◆ **RECORDS FOR THE EXERCISE**:
* Start *
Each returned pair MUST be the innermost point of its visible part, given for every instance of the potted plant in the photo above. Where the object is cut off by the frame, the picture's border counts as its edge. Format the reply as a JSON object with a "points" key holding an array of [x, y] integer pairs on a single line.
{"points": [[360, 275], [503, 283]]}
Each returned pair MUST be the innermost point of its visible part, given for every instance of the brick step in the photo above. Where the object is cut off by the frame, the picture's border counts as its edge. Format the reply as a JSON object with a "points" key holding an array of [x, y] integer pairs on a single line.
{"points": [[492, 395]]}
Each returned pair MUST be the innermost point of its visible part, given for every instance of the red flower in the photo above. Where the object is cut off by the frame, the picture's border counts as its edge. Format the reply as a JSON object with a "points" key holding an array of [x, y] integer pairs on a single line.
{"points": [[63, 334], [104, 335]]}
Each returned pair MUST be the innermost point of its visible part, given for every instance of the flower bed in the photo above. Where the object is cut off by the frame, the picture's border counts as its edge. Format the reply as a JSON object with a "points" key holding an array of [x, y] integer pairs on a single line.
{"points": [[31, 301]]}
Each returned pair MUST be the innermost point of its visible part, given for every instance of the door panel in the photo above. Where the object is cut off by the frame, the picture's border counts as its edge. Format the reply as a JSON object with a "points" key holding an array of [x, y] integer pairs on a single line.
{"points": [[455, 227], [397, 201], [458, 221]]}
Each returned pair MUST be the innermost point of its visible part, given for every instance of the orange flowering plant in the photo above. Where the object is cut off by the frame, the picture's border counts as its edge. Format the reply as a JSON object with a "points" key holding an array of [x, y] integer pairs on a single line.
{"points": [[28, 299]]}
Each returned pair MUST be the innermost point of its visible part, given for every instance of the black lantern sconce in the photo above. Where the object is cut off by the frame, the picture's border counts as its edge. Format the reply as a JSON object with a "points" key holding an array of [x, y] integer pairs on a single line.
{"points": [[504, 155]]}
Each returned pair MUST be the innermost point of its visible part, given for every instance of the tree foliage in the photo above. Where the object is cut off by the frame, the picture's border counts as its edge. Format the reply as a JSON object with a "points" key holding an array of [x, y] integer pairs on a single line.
* End *
◆ **PROBLEM DESCRIPTION**: Starting at the line that contains "of the orange" and ending at the last line of the items above, write those lines out again, requests included. Add 94 to every x and y coordinate in the answers.

◆ **SOLUTION**:
Each returned pair MUST be the innermost point of its visible part, given for every instance of the orange flowering plant in the photo above. Where the object is cut off by the frame, the picture's border counts as its edge. Format the reply as a JSON object with a "points" key holding an array of [x, y] integer pairs on a single line.
{"points": [[122, 393]]}
Each returned pair MUST be the innermost point of its visible part, given for every instance of the black lantern sconce in the photo above. Where the object is cut off by the frame, the picture's border counts as its edge. Format the reply as a JSON object with a "points" key holding an array of [x, y] integer pairs on a single line.
{"points": [[598, 249]]}
Each returned pair MUST be the innermost point of its visible part, given for every instance of the tree foliage in the photo above. Where the object is cut off by the frame, the picture's border counts as its edge. Format the reply as a JSON object with a "points" key holding an array of [x, y] integer pairs on a single line.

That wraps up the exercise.